**Problem requirements**
How many lines in the rows below contain the string "query"? Reply with the number alone.

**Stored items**

· · ·

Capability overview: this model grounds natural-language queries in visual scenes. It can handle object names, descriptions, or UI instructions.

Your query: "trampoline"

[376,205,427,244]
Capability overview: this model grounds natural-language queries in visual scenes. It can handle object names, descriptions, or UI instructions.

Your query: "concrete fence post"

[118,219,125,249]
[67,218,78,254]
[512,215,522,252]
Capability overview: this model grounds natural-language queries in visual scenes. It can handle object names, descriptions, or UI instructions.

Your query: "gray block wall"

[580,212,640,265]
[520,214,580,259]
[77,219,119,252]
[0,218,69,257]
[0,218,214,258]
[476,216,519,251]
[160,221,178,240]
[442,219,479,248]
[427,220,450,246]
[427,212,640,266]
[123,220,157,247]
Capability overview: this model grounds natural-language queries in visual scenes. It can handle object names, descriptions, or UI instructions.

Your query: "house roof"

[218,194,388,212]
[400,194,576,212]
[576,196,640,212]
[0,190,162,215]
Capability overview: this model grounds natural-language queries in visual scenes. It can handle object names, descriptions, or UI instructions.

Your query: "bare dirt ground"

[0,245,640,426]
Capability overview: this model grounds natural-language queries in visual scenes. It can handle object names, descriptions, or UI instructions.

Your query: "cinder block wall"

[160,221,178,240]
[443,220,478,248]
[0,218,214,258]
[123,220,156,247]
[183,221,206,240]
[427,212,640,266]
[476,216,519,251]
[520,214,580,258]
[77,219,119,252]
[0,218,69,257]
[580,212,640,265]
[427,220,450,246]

· · ·

**Response below**
6